(Stored records)
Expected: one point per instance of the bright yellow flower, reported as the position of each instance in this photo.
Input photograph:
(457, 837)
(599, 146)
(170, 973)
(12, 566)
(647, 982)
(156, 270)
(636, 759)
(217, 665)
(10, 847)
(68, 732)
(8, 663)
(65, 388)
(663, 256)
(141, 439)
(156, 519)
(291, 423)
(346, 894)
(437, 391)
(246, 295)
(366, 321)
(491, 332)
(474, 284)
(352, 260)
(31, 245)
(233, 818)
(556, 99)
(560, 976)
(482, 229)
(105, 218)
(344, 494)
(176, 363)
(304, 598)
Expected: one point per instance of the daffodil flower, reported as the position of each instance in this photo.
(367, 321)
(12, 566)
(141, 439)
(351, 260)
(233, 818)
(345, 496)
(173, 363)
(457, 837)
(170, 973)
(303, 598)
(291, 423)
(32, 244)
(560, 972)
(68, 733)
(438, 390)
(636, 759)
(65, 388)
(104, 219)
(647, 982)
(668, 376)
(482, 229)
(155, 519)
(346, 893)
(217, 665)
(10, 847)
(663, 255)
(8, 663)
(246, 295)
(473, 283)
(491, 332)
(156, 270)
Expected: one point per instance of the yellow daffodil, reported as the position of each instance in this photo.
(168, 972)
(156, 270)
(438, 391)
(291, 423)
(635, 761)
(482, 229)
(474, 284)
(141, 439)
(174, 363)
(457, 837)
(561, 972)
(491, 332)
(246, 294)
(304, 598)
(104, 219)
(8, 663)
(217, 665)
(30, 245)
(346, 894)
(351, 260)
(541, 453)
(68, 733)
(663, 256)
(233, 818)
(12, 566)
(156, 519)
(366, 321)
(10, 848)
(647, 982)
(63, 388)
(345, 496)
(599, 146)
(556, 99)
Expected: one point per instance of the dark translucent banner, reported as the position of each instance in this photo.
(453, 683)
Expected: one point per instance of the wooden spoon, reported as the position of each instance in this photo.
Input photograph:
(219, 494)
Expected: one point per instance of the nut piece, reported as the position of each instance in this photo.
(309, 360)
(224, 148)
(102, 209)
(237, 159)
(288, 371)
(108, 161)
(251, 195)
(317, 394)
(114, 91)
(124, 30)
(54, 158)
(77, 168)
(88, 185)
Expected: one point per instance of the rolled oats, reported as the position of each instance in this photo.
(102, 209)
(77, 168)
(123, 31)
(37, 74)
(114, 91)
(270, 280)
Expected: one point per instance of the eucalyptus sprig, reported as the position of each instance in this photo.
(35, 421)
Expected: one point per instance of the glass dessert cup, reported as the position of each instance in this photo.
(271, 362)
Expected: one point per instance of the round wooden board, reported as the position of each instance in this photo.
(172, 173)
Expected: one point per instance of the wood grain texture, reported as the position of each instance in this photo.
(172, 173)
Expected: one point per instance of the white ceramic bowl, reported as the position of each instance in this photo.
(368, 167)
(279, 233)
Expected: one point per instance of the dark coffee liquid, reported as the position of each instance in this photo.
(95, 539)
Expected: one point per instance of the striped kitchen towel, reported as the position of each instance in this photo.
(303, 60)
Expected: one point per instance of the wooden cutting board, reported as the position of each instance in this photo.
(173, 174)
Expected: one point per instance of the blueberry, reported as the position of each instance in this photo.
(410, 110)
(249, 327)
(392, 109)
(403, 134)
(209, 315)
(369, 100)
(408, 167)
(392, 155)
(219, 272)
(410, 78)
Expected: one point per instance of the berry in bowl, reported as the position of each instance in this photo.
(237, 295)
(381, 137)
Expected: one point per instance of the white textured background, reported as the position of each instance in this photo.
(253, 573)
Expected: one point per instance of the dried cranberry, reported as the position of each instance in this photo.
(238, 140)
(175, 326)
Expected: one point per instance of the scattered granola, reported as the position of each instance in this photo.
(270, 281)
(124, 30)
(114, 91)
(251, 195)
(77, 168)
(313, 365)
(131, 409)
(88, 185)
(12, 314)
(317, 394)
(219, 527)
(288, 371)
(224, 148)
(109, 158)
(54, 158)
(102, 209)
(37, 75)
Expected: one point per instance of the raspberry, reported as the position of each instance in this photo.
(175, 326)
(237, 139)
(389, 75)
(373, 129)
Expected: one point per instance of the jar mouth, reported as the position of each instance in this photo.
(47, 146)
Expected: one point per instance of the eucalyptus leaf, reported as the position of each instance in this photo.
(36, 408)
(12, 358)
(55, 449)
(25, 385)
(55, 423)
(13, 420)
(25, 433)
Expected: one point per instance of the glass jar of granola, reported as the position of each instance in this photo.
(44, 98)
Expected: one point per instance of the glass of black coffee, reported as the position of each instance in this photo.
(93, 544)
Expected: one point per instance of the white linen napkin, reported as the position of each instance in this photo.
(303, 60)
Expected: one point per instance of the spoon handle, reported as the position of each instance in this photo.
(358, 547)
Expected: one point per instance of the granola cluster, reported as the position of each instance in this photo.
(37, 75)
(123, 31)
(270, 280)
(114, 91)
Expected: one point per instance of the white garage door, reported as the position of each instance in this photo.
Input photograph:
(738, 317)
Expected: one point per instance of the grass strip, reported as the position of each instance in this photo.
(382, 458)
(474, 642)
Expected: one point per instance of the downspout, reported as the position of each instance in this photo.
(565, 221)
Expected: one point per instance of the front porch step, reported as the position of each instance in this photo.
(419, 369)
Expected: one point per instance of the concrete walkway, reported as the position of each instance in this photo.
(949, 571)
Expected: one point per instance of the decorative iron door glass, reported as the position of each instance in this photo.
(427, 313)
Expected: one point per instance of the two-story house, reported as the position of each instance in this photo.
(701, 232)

- **TASK OBJECTIVE**
Make an exact copy of every entry.

- **EXERCISE RESPONSE**
Expected: one point per instance of the bright yellow flower, reported as the position of each instance in this photo.
Input photograph:
(457, 837)
(599, 146)
(170, 973)
(12, 566)
(647, 982)
(156, 270)
(636, 759)
(217, 665)
(10, 847)
(68, 732)
(8, 663)
(65, 388)
(663, 256)
(141, 439)
(156, 519)
(291, 423)
(346, 894)
(437, 391)
(246, 295)
(366, 321)
(491, 332)
(474, 284)
(352, 260)
(31, 245)
(233, 818)
(556, 99)
(560, 976)
(482, 229)
(105, 218)
(344, 494)
(176, 363)
(304, 598)
Expected: one point per instance of the daffodil flower, reported as the position of each instance in this photo.
(367, 321)
(12, 566)
(141, 439)
(351, 260)
(233, 818)
(345, 496)
(173, 363)
(457, 837)
(170, 973)
(303, 598)
(291, 423)
(32, 244)
(560, 972)
(68, 733)
(438, 390)
(636, 759)
(65, 388)
(104, 219)
(647, 982)
(668, 376)
(482, 229)
(155, 519)
(346, 893)
(217, 665)
(10, 847)
(663, 255)
(8, 663)
(246, 295)
(473, 283)
(491, 332)
(156, 270)
Expected: one point per instance of the yellow daffodil, reported as the position of each instance in this photo.
(168, 972)
(156, 270)
(438, 391)
(291, 423)
(635, 761)
(482, 229)
(474, 284)
(141, 439)
(174, 363)
(457, 837)
(561, 972)
(491, 332)
(246, 294)
(304, 598)
(104, 219)
(8, 663)
(217, 665)
(30, 245)
(346, 894)
(351, 260)
(541, 453)
(68, 733)
(663, 256)
(233, 818)
(12, 566)
(156, 519)
(366, 321)
(10, 848)
(647, 982)
(63, 388)
(345, 496)
(599, 146)
(556, 99)
Expected: one point per instance of the dark translucent banner, reported as the position of each instance in this photo.
(453, 683)
Expected: one point per instance of the wooden spoon, reported as the position of each instance in this photo.
Input photograph:
(219, 494)
Expected: one point per instance of the nut piece, reported as the position of each instance in this photo.
(309, 360)
(224, 148)
(102, 209)
(237, 159)
(288, 371)
(108, 161)
(251, 195)
(317, 394)
(114, 91)
(124, 30)
(54, 158)
(77, 168)
(88, 185)
Expected: one point per instance of the rolled oats, reported as the position of each instance in this photo.
(102, 209)
(77, 168)
(123, 31)
(37, 74)
(114, 91)
(270, 280)
Expected: one point per instance of the eucalyptus sprig, reported as the position of each instance in this photo.
(35, 421)
Expected: one point per instance of the glass dessert cup, reported as the position of each instance in this photo.
(271, 362)
Expected: one point per instance of the round wooden board, reported as the position of each instance in this photo.
(172, 173)
Expected: one point per instance of the wood grain texture, reported as the position of each instance in this photo.
(172, 173)
Expected: one point per instance of the white ceramic bowl, reported as the position of each instance in this photo.
(368, 167)
(279, 233)
Expected: one point per instance of the dark coffee liquid, reported as the position of each instance in this photo.
(95, 539)
Expected: one point per instance of the striped kitchen towel, reported as the position of each instance in this photo.
(303, 60)
Expected: one point per instance of the wooden cutting board, reported as the position of each instance in this photo.
(173, 174)
Expected: one point per instance of the blueberry, reported as the position of each instance in this photo.
(410, 110)
(249, 327)
(392, 109)
(403, 134)
(209, 315)
(369, 100)
(408, 167)
(392, 155)
(219, 272)
(410, 78)
Expected: one point per instance of the berry in bowl, reported as the position of each instance in this photo.
(237, 295)
(381, 137)
Expected: one point per instance of the white textured background, reported as the position of each instance in this photo.
(253, 573)
Expected: one point per instance of the dried cranberry, reported as the position of each instance in this photo.
(238, 140)
(175, 326)
Expected: one point per instance of the scattered granola, reported as the position of each instance in this photo.
(270, 281)
(124, 30)
(114, 91)
(251, 195)
(77, 168)
(313, 365)
(131, 409)
(88, 185)
(12, 314)
(317, 394)
(219, 527)
(288, 371)
(224, 148)
(109, 158)
(54, 158)
(102, 209)
(37, 75)
Expected: one point per instance of the raspberry, reported as the position of each instance in this photo.
(175, 326)
(237, 139)
(389, 75)
(373, 129)
Expected: one point per instance of the jar mouth, reported as the position of each instance in this photo.
(47, 146)
Expected: one point per instance of the eucalyptus leaf, reported as the position of each instance in this photo.
(36, 408)
(12, 358)
(55, 449)
(25, 385)
(55, 423)
(13, 420)
(25, 433)
Expected: one point per instance of the glass jar of granola, reported as the position of each instance in this photo.
(44, 98)
Expected: one point per instance of the glass of black coffee, reported as the position of each instance in this photo.
(93, 544)
Expected: one point per instance of the white linen napkin, reported as the position of each instance in this photo.
(303, 60)
Expected: one point per instance of the spoon handle, reported as the position of each instance in this photo.
(358, 547)
Expected: one point per instance of the granola cluster, reported as the position of each instance in this photo.
(37, 75)
(123, 31)
(270, 280)
(114, 91)
Expected: one point per instance of the white garage door, reported as the position of each instance in this photo.
Input photograph:
(738, 317)
Expected: one point per instance of the grass strip, reported as the position of each instance in this photo.
(382, 458)
(474, 642)
Expected: one point per instance of the downspout, reported as the position of each instance in this photo.
(565, 221)
Expected: one point per instance of the front porch step, reported as the position of each instance in this photo.
(419, 369)
Expected: one point per instance of the concrete walkway, reported as the position of each instance in this photo.
(949, 571)
Expected: one point per instance of the decorative iron door glass, reported as the position of each instance in this photo.
(427, 313)
Expected: one point per instance of the two-story house, reported as the position of each instance in this photo.
(701, 232)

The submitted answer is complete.